> [Objective] Reproduce every one of the entries below line by line, with nothing altered.

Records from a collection
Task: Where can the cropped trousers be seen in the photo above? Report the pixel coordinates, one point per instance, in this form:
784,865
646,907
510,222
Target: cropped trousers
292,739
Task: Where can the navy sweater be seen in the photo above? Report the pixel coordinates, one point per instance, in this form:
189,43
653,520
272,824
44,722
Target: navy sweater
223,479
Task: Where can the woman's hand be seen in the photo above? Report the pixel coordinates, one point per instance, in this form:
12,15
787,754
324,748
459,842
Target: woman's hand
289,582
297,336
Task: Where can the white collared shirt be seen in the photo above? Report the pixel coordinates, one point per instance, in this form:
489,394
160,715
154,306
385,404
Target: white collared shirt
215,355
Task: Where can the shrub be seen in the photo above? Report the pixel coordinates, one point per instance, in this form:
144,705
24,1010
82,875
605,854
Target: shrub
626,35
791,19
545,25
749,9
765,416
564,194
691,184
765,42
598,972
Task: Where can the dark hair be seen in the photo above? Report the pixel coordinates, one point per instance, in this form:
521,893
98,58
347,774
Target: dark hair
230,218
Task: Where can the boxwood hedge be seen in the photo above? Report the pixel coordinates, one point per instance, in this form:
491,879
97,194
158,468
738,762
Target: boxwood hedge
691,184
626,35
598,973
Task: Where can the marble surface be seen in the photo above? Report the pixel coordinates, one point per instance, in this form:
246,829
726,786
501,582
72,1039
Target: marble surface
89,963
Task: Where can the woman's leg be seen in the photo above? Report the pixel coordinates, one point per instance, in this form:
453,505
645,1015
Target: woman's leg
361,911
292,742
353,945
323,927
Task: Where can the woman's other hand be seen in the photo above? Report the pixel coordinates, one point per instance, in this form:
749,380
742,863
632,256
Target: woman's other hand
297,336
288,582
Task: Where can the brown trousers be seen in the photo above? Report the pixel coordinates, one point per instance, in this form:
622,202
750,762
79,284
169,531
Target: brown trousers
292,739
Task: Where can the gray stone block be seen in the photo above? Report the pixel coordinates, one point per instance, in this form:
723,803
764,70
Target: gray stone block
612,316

> [Result]
Task: Where can the cropped trousers be seen in the photo above? Report the pixel coordinates, one point per instance, in this form:
784,865
646,907
510,222
Target: cropped trousers
292,739
Task: Where can the navy sweater be seen in the photo above? Report the pixel coordinates, one point per instance, in this form:
189,43
653,520
272,824
44,722
Target: navy sweater
223,479
Task: Where can the woman's hand be seen in the photo above? Report the pixel coordinates, one point per instance, in this form:
12,15
787,754
324,748
459,842
Target: woman's hand
289,582
297,336
Task: Where can the white collared shirt be seen in the photo above? Report the pixel coordinates, one point per instance, in this form:
489,394
160,715
154,306
385,404
Target: white collared shirt
215,355
Task: Where can the shrub be seen in the photo above? Report the pixel coordinates, one point per instance, in this form:
144,705
24,1010
82,875
605,854
Target: shrub
626,35
791,19
545,25
749,9
765,416
564,194
691,184
765,42
598,972
Task: Where can the dark hair be seen in the photo above? Report the pixel coordinates, one point per instance, in this form:
521,893
98,58
347,774
Target: dark hair
230,218
Task: Where can the boxwood hedge be seen in the photo above? Report the pixel coordinates, one point per instance, in this form:
491,879
97,194
158,468
738,762
Target: boxwood hedge
691,184
626,35
598,973
Task: Where can the marble surface be seen in the photo above? Report the pixel coordinates, one point per instance, in this form:
246,829
726,786
501,582
72,1039
Target: marble surface
89,963
Task: Where can the woman's leg be seen in the photo above? Report the pixel coordinates, one point per instance, in this form:
453,505
645,1015
Target: woman's leg
361,911
292,742
353,945
323,927
Task: Where can the woman's other hand be seen in the photo above? Report the pixel coordinates, one point per instance, in this form:
749,380
742,863
632,256
Target: woman's other hand
297,336
288,582
Task: Where can the brown trousers be seen in the photo above? Report the pixel coordinates, one point per instance, in this form:
622,202
750,762
79,284
169,531
Target: brown trousers
292,739
Task: Where can the gray stone block be seen in the photo above? Report the pixel coordinates, one point per instance, in this form:
723,803
764,70
Target: gray stone block
612,316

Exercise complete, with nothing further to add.